» **Fragmento seleccionado**

------------

9.- CERCA DE CANTALOBOS

Mediaba una tarde fresca de junio cuando, animados por la bonanza de la temperatura insólita, partimos para barzonear por los fragosos parajes del ribero hacia donde Almonte y Tajo se funden y confunden.
Es lo que tiene este afán por revivir, más bien respirar los lugares por los que pasaron aquellos hombres que el tiempo relega inevitablemente al olvido.
Al común de la gente, todo esto de los viejos caminos por los que viajaron los de ayer, le importa tan vez menos que un comino, que debe de ser muy poquita cosa. Bueno, pues aun así, condujimos el auto por el carril que sale a la diestra de la misma N-630 y subimos al raspil del Baldío, más o menos un kilómetro adentro.
Céfiro movía las retamas y gracias a unas pardas nubes altas, el castigo de Febo era poco y esporádico. Tarde llevadera y rara. La calzada, en el fragosil del ribero, se adivina a duras penas. El túnel de Cantalobos y la N-630 interrumpen el trazado de la misma antes de las curvas pronunciadas de la Península, allá donde la calzada se inclinaba hasta el primitivo paraje, en el que estuvo ubicado el romano puente de Mantible o Alconétar.

------------

» **Sección de datos**
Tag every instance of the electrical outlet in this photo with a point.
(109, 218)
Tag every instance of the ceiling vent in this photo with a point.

------------

» **Descripción de la tarea**
Reproduzca íntegramente el fragmento sobre los parajes cercanos a Cantalobos, sin alterar nada. Los datos no desempeñan papel alguno en este caso.

» **La solución**
9.- CERCA DE CANTALOBOS

Mediaba una tarde fresca de junio cuando, animados por la bonanza de la temperatura insólita, partimos para barzonear por los fragosos parajes del ribero hacia donde Almonte y Tajo se funden y confunden.
Es lo que tiene este afán por revivir, más bien respirar los lugares por los que pasaron aquellos hombres que el tiempo relega inevitablemente al olvido.
Al común de la gente, todo esto de los viejos caminos por los que viajaron los de ayer, le importa tan vez menos que un comino, que debe de ser muy poquita cosa. Bueno, pues aun así, condujimos el auto por el carril que sale a la diestra de la misma N-630 y subimos al raspil del Baldío, más o menos un kilómetro adentro.
Céfiro movía las retamas y gracias a unas pardas nubes altas, el castigo de Febo era poco y esporádico. Tarde llevadera y rara. La calzada, en el fragosil del ribero, se adivina a duras penas. El túnel de Cantalobos y la N-630 interrumpen el trazado de la misma antes de las curvas pronunciadas de la Península, allá donde la calzada se inclinaba hasta el primitivo paraje, en el que estuvo ubicado el romano puente de Mantible o Alconétar.